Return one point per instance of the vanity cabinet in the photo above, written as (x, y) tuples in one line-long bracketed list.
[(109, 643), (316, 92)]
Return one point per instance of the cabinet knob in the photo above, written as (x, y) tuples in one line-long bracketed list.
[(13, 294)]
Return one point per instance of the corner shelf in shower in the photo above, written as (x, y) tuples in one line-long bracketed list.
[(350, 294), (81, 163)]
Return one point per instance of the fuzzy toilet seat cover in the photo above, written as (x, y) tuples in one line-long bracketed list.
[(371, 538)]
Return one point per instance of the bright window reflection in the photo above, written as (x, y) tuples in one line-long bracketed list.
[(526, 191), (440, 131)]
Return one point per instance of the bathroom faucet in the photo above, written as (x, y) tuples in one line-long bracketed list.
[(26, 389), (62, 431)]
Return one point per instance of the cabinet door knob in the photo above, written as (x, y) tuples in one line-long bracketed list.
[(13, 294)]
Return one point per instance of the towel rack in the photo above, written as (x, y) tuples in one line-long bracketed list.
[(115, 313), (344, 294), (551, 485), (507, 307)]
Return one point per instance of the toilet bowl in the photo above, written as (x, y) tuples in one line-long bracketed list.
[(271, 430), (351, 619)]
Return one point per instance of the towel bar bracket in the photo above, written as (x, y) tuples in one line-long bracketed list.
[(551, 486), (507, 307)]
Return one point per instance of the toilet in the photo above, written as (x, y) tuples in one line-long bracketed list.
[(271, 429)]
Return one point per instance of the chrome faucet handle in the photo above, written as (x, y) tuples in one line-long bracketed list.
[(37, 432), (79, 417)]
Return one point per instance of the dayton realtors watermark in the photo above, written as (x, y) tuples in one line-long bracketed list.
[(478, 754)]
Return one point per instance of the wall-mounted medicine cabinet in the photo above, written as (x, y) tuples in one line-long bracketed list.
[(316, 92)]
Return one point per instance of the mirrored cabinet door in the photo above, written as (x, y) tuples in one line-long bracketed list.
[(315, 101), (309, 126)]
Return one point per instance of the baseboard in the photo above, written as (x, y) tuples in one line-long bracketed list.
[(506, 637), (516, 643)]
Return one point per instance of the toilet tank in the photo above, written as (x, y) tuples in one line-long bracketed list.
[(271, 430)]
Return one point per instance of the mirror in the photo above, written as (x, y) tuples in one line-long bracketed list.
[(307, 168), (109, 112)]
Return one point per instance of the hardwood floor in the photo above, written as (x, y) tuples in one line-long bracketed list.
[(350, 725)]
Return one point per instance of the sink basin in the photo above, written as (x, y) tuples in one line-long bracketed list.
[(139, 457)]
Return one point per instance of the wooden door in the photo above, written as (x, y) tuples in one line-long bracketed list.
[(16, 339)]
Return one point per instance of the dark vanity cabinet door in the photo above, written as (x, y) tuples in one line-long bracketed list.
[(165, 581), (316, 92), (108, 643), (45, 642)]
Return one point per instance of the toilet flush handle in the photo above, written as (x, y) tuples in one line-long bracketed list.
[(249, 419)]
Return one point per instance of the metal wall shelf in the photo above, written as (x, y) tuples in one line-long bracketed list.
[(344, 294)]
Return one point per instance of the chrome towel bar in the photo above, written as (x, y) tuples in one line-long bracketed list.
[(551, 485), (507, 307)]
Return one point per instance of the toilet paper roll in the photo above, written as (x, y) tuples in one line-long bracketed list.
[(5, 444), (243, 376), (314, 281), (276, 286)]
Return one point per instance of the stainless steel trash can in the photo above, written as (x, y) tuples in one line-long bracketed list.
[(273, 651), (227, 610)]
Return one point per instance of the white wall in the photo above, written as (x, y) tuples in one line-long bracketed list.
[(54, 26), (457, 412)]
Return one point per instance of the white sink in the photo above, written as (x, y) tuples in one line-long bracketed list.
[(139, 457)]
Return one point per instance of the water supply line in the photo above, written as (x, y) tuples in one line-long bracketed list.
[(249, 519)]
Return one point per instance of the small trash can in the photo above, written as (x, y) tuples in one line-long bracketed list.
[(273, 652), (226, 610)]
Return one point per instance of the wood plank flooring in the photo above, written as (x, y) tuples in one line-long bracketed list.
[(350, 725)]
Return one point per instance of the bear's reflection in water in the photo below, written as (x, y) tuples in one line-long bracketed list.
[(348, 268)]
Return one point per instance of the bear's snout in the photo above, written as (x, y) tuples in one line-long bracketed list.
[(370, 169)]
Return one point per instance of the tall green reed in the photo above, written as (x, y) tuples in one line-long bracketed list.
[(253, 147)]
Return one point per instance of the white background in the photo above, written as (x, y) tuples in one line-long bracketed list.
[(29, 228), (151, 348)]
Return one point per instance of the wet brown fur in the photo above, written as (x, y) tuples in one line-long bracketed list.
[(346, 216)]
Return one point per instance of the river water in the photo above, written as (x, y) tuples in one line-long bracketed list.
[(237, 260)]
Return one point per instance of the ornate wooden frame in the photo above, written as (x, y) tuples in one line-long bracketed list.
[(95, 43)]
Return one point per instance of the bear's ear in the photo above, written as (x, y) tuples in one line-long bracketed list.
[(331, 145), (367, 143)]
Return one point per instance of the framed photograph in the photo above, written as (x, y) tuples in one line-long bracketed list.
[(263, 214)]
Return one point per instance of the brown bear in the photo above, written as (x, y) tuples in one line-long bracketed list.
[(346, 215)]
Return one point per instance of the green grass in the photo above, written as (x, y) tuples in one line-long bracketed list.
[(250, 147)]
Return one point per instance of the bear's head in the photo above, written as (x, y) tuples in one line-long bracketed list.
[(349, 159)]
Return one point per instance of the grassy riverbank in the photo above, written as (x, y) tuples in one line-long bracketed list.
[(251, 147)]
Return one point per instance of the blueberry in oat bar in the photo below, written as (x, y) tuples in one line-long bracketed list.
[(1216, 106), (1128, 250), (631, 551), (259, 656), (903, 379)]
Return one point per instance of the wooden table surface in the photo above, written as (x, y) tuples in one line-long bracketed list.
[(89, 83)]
..........
» AIM: Quote each of the items above verbatim, keeping them in their original order.

» EXERCISE OUTPUT:
Return one point per instance of the vanity cabinet in the photo above, written as (x, y) tuples in one line-long bracketed list.
[(109, 643), (316, 92)]
Return one point per instance of the cabinet knob in the photo above, written as (x, y) tuples in one line-long bracketed list.
[(13, 294)]
Return one point per instance of the corner shelf in shower in the photo above, written as (x, y) tuples in one line-long bracketed list.
[(350, 294), (81, 163)]
Return one point per instance of the fuzzy toilet seat cover in the photo above, written as (x, y) tuples in one line-long bracketed list.
[(371, 538)]
Return one point per instance of the bright window reflection in the photo above, written as (x, y) tuples in one line-long bracketed list.
[(526, 191), (440, 131)]
Return one point per instance of the bathroom faucet in the photo above, written as (x, y) tuples in one line-long bracketed list.
[(26, 389), (62, 431)]
Return one point per instance of the cabinet door knob in the photo above, written as (x, y) tuples in one line-long bracketed list.
[(13, 294)]
Return one point per instance of the towel rack in the photo above, written as (x, y) tuples in one line-long bracketed list.
[(115, 313), (344, 294), (551, 485), (507, 307)]
Return one point per instance of the toilet bowl in the photo above, written as (x, y) tuples in one line-long bracketed list.
[(271, 430), (351, 619)]
Return one point per instance of the towel bar bracket in the photo above, written as (x, y) tuples in one line-long bracketed list.
[(551, 486), (507, 307)]
Return one point per instance of the toilet in the photo above, written as (x, y) tuples in one line-long bracketed list.
[(271, 429)]
Return one point per instance of the chrome faucet handle in the photo above, written as (x, y) tuples in one line-long bracketed list.
[(37, 432), (79, 417)]
Return one point per instance of the dayton realtors watermark in the photo above, written as (x, y) tuples in one line-long bracketed list.
[(478, 754)]
Return one point per instance of the wall-mounted medicine cabinet in the photo above, written as (x, y) tuples in one line-long bracketed list.
[(316, 92)]
Return one point per instance of the mirrored cabinet door in the photo above, written as (x, y) tuples in one line-long bracketed list.
[(315, 101), (309, 126)]
Return one point per instance of the baseboard in the photo above, written as (x, y) tuples in one line-long bracketed list.
[(506, 637), (516, 643)]
Return one point per instance of the toilet tank in the photo above, written as (x, y) tuples in one line-long bracketed list.
[(271, 430)]
Return one point per instance of the mirror in the photo above, written as (x, y) tuples in one line-long bracketed list.
[(307, 168), (109, 112)]
Return one point per instance of the hardwood floor in the photo above, written as (x, y) tuples in one line-long bracketed list.
[(350, 725)]
Return one point per instance of the sink basin in the photo above, written as (x, y) tuples in one line-long bracketed list.
[(139, 457)]
Return one point per instance of the wooden door in the photo above, written as (x, y) tuples in one line-long bracketed list.
[(16, 339)]
Return one point per instance of the dark vanity cabinet door in the photo above, written as (x, y) tuples in one line-long bracketed list.
[(165, 581), (316, 92), (108, 643), (45, 642)]
Return one point per instance of the toilet flush handle in the photo above, written as (x, y) tuples in one line-long bracketed list.
[(249, 419)]
Return one point per instance of the metal wall shelf in the photo above, written as (x, y) tuples in one line-long bracketed list.
[(344, 294)]
Return one point per instance of the chrome towel bar in the photo above, written as (x, y) tuples in one line-long bracketed list.
[(551, 485), (507, 307)]
Return one point per instance of the toilet paper roll in the photo above, written as (x, y) tuples in one line-long bracketed list.
[(5, 444), (243, 376), (314, 281), (276, 286)]
Return one point per instance of the stainless steel trash can in the photo above, written as (x, y) tuples in one line-long bracketed list.
[(273, 651), (227, 610)]
Return one point per instance of the white wall in the photo above, written as (x, y) tuples in one line-long bracketed list.
[(54, 26), (457, 412)]
Return one point per instance of the white sink in the photo above, written as (x, y) tuples in one line-long bracketed list.
[(139, 457)]
Return one point per instance of the water supply line in the photo above, written as (x, y) tuples in one line-long bracketed list.
[(249, 519)]
Return one point per instance of the small trash can in the photo above, written as (x, y) tuples in one line-long bracketed list.
[(273, 652), (226, 610)]
Return one point per instance of the wood plank flooring in the photo above, written as (x, y) tuples in one line-long bracketed list.
[(350, 725)]
Return one point per instance of the bear's reflection in water in the photo below, written as (x, y) tuples in one line-long bracketed list.
[(348, 268)]
Return one point per instance of the bear's snout in the photo above, written as (x, y) tuples in one line-long bracketed list.
[(370, 169)]
Return one point per instance of the tall green reed in the photo above, written as (x, y) tuples in one line-long bracketed list.
[(253, 147)]
Return one point per instance of the white background in the photo above, written as (x, y) tuples in one line-long bracketed list.
[(29, 228), (151, 348)]
Return one point per instance of the wet brown fur in the photo above, written as (x, y) tuples in one line-long bracketed list.
[(346, 216)]
Return one point per instance of the river water in the photo above, written as (x, y) tuples in one line-long bracketed list.
[(237, 260)]
Return one point per instance of the ornate wooden frame in the photo above, written as (x, y) tuples in one line-long bracketed list.
[(95, 43)]
Return one point per instance of the bear's ear in the photo above, written as (x, y) tuples in one line-long bracketed list.
[(331, 145), (367, 143)]
Return one point per instance of the framed photograph in the photo above, written as (x, y) tuples in one line-long bracketed list.
[(263, 214)]
Return one point per instance of the brown bear in the photo above, written as (x, y) tuples in one line-long bracketed list.
[(346, 215)]
Return one point per instance of the green grass in the photo above, written as (x, y) tuples in one line-long bracketed list.
[(250, 147)]
Return one point per instance of the bear's head in the photo above, written as (x, y) tuples in one line-long bracketed list.
[(349, 159)]
Return one point per instance of the grassy riverbank in the photo above, written as (x, y) tuples in one line-long bracketed list.
[(251, 147)]
Return one point per instance of the blueberry in oat bar in the photo below, written as (x, y) tuples in one line-long bracketed list.
[(1216, 106), (1128, 250), (631, 551), (259, 656), (903, 379)]
Return one point per instance of the wooden table surface in the photo above, written as (x, y) tuples in one line-long bracketed list.
[(89, 83)]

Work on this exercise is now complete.